* [Information shown]:
#####

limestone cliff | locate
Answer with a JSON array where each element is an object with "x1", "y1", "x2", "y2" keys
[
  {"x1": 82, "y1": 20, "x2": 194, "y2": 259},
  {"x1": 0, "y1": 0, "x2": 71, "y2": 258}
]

#####

* [Exercise requirements]: Return every line of the listing above without changing anything.

* [Reply to the exercise]:
limestone cliff | locate
Answer with a JSON array where each element is an object with "x1", "y1", "x2", "y2" keys
[
  {"x1": 82, "y1": 20, "x2": 194, "y2": 259},
  {"x1": 0, "y1": 0, "x2": 71, "y2": 258}
]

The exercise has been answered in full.